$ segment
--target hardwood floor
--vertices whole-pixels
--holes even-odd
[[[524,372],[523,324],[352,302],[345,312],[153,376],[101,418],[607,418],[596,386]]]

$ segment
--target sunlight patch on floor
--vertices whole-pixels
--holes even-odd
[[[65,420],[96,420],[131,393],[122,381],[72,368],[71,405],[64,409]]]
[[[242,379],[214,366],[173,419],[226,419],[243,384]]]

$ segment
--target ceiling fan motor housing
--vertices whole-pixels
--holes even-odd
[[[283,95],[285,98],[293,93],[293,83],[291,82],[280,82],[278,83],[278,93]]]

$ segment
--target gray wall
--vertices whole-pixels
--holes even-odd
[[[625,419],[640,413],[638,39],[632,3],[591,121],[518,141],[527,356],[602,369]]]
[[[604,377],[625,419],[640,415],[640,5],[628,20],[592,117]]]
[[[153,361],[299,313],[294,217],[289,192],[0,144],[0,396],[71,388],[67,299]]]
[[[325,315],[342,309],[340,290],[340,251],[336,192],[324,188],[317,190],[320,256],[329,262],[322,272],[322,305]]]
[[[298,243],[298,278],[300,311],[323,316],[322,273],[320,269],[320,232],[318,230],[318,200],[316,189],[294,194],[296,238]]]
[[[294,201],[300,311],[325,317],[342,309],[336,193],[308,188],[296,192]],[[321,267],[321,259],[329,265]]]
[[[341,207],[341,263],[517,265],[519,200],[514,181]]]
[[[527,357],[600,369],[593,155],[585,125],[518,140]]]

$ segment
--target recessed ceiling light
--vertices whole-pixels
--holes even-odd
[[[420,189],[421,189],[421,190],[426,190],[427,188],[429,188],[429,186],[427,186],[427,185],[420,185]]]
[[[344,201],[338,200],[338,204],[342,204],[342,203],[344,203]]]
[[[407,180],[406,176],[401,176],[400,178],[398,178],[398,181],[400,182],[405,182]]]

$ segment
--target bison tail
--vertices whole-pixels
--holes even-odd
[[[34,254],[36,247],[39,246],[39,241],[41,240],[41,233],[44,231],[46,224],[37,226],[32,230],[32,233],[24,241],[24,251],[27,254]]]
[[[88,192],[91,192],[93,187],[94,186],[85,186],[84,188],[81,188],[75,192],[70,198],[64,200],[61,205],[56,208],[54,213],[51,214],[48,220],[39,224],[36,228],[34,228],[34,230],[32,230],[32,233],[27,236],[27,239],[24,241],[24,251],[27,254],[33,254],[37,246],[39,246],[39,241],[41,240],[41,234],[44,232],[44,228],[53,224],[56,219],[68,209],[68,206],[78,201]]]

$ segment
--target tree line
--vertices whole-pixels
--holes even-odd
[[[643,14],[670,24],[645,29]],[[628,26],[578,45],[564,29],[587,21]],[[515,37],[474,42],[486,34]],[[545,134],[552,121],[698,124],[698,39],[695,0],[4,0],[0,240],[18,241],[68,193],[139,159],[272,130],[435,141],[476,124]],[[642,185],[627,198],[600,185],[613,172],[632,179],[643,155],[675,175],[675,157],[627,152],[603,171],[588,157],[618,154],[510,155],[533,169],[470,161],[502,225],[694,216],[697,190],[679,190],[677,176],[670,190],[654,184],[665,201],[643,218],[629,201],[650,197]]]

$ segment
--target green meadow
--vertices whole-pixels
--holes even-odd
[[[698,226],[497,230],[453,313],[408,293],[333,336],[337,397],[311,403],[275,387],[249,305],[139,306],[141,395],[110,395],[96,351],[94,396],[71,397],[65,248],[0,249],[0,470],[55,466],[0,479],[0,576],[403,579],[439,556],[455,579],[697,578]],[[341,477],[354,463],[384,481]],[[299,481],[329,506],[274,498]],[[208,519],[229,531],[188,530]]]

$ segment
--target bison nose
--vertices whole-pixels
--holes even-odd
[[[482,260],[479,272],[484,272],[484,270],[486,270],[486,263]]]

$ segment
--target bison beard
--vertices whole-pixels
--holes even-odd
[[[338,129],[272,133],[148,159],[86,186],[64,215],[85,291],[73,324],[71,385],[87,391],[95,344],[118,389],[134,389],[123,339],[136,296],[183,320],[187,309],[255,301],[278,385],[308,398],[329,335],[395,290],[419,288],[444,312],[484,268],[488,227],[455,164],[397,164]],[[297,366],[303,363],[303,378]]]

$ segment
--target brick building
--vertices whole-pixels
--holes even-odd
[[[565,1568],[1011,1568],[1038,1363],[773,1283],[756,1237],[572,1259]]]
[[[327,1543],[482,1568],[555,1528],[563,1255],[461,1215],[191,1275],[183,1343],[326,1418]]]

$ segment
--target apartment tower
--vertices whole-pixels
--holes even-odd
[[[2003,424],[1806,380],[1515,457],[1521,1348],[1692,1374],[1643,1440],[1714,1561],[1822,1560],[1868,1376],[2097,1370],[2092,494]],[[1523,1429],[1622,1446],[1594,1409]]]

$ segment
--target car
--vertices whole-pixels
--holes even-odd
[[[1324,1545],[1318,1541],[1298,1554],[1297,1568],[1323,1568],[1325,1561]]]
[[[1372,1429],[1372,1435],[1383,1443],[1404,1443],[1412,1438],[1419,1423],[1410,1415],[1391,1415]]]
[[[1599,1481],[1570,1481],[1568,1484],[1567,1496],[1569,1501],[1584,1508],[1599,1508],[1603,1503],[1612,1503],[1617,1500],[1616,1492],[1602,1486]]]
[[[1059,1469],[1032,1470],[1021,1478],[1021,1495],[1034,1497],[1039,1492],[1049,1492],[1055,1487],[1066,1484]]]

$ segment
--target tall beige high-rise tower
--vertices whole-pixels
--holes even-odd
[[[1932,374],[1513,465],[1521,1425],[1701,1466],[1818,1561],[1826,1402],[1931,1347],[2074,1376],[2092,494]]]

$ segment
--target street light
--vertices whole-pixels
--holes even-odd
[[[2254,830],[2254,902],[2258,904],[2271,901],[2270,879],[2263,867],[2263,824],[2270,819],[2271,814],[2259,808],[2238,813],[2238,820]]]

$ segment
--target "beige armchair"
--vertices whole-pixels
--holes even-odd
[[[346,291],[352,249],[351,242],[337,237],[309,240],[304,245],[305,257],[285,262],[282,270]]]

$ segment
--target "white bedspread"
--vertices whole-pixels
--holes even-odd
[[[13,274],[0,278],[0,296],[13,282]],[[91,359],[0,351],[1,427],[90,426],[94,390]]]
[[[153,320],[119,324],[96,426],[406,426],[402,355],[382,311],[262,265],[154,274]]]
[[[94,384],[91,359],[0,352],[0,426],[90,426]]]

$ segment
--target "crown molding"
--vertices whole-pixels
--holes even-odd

_Work to complete_.
Gather each line of the records holding the string "tower".

_Task answer_.
--target apartment tower
--target tall beige high-rise tower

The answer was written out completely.